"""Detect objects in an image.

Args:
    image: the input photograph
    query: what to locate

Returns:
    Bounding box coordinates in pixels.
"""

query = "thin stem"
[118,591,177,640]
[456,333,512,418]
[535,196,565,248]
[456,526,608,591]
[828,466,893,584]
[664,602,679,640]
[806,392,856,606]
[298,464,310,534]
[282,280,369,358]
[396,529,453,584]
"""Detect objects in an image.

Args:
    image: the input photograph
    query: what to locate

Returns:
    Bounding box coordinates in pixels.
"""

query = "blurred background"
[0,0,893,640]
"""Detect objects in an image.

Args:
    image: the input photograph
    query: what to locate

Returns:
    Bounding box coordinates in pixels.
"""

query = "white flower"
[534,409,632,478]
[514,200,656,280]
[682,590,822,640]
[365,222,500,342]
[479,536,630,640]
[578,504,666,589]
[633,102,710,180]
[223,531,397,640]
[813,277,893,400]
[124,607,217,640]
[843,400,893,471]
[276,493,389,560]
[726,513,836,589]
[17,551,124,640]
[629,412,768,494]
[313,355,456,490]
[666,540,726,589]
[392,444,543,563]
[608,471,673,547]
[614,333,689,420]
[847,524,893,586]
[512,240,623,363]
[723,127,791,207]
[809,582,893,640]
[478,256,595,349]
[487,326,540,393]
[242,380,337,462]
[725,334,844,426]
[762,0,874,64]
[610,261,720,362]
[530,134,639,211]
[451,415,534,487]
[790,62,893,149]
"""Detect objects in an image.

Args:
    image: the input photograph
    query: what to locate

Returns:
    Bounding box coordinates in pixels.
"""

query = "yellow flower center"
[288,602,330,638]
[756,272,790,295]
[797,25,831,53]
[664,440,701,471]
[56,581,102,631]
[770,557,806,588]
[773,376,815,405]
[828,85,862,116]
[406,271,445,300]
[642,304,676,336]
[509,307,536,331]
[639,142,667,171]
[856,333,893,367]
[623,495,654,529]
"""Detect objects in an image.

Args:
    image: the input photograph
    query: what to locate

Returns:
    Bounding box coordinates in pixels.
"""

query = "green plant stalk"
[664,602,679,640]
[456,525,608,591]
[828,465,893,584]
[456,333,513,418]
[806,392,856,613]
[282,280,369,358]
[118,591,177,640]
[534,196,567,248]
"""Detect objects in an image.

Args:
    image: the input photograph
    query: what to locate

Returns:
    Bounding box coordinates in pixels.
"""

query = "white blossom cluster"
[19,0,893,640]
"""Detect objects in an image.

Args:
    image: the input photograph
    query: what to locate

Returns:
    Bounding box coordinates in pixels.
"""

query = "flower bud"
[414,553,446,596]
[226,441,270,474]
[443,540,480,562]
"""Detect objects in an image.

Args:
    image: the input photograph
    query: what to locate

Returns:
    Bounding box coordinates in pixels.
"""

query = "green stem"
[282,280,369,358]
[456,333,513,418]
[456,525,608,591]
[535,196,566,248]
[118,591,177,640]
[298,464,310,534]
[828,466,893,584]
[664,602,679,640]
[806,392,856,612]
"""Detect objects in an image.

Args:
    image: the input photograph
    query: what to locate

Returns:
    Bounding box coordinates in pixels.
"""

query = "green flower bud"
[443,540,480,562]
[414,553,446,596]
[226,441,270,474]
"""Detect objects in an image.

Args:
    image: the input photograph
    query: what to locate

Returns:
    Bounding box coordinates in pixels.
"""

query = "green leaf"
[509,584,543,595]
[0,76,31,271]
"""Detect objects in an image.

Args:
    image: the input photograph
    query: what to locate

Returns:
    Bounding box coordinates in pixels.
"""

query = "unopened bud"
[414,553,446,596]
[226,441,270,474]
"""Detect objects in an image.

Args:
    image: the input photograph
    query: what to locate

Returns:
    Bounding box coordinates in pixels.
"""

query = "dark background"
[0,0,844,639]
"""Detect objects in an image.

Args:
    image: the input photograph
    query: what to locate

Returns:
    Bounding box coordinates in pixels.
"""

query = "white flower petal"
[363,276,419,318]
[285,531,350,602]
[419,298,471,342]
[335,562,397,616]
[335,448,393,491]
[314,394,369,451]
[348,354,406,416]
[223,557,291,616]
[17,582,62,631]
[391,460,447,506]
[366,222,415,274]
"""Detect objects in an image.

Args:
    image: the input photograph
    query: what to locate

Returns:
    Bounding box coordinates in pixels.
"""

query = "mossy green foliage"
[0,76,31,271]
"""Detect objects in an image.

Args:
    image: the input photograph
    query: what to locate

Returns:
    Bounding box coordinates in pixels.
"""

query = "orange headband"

### Requirements
Reproduce all of the data above, substituting "what to find" for every "what to locate" and leaving everything else unchanged.

### Right answer
"""Detect objects in an image.

Args:
    image: the input photograph
    query: what to find

Returns:
    Bounding box coordinates in pixels.
"""

query = "thin stem"
[118,591,177,640]
[456,333,512,418]
[535,196,565,248]
[456,526,608,591]
[828,466,893,584]
[664,602,679,640]
[806,392,856,606]
[298,464,310,534]
[282,280,369,358]
[396,529,453,584]
"""Detect objects in an image.

Args:
    image: the input photograph
    query: what to find

Returns:
    Bounding box coordinates in pixels.
"""

query = "blurred background"
[0,0,893,640]
"""Detect objects in an image.

Args:
    image: the input photograph
    query: what to find

Returns:
    Bounding box coordinates in pixels.
"""

query = "white flower"
[534,409,632,478]
[514,200,656,280]
[682,590,822,640]
[365,222,500,342]
[479,536,630,640]
[578,504,666,589]
[633,102,710,180]
[223,531,397,640]
[813,277,893,400]
[124,607,217,640]
[843,400,893,471]
[276,493,389,560]
[726,513,836,589]
[17,551,124,640]
[629,412,768,494]
[313,355,456,490]
[666,540,726,589]
[392,444,543,563]
[608,471,673,547]
[614,333,689,420]
[847,524,893,586]
[512,240,623,363]
[723,127,791,207]
[809,582,893,640]
[478,256,595,349]
[487,326,540,393]
[242,380,337,462]
[725,334,844,426]
[762,0,874,64]
[610,261,720,362]
[530,134,639,211]
[451,415,534,487]
[790,62,893,149]
"""Detect objects in an image.

Args:
    image: the input photograph
    query: what to find

Returns:
    Bounding box coordinates in pixels.
"""

query = "yellow flower center"
[288,602,330,638]
[756,272,790,295]
[797,25,831,53]
[664,440,701,471]
[56,581,102,631]
[770,557,806,588]
[773,376,815,405]
[828,85,862,116]
[406,271,445,300]
[642,304,676,336]
[509,307,536,331]
[639,142,667,171]
[856,333,893,367]
[623,495,654,529]
"""Detect objects in an image.

Args:
    image: the input photograph
    query: what to find

Returns:
    Bounding box coordinates in pixels.
"""

query = "green plant stalk"
[664,602,679,640]
[456,525,608,591]
[828,465,893,584]
[456,333,513,418]
[806,392,856,613]
[282,280,369,358]
[118,591,177,640]
[534,196,567,248]
"""Detect objects in an image.

Args:
    image: the input photograph
    query: what to find

Returns:
    Bounding box coordinates in pixels.
"""

query = "white blossom cluster"
[19,0,893,640]
"""Detect objects in an image.

Args:
    image: the input photograph
    query: what to find

Returns:
    Bounding box coordinates in pixels.
"""

query = "flower bud"
[414,553,446,596]
[226,441,270,474]
[443,540,480,562]
"""Detect objects in an image.

Args:
    image: the input photograph
    query: what to find

Returns:
    Bounding box coordinates in pixels.
"""

query = "green stem"
[282,280,369,358]
[456,333,513,418]
[456,525,608,591]
[535,196,566,248]
[118,591,177,640]
[298,464,310,534]
[828,466,893,584]
[664,602,679,640]
[806,392,856,612]
"""Detect objects in an image.

Args:
    image: the input photograph
    query: what to find

Returns:
    Bounding box coordinates in pixels.
"""

query = "green flower bud"
[443,540,480,562]
[414,553,446,596]
[226,441,270,474]
"""Detect objects in an image.

Args:
    image: the input photograph
    query: what to find

Returns:
    Bounding box coordinates in pixels.
"""

query = "green leaf"
[509,584,543,595]
[0,76,31,271]
"""Detect objects in an image.

Args:
    image: the input photograph
    query: what to find

Returns:
    Bounding box coordinates in pixels.
"""

query = "unopened bud"
[414,553,446,596]
[226,441,270,474]
"""Detect objects in an image.

Args:
    image: the input photograph
    query: what to find

Returns:
    Bounding box coordinates in pixels.
"""

query = "dark background"
[0,0,844,639]
"""Detect objects in an image.

Args:
    image: the input photograph
    query: what to find

Returns:
    Bounding box coordinates in pixels.
"""

query = "white flower petal"
[363,276,419,318]
[285,531,350,602]
[419,298,471,342]
[335,562,397,616]
[335,448,393,491]
[314,394,369,451]
[348,354,406,416]
[223,557,291,616]
[17,582,62,631]
[391,460,447,506]
[366,222,415,274]
"""Detect objects in an image.

Args:
    image: the input photograph
    query: what to find

Returns:
    Bounding box coordinates in pixels.
"""

query = "mossy green foliage"
[0,76,31,271]
"""Detect objects in an image.

Args:
    image: the input photograph
    query: what to find

Returns:
    Bounding box coordinates in pixels.
"""

query = "orange headband"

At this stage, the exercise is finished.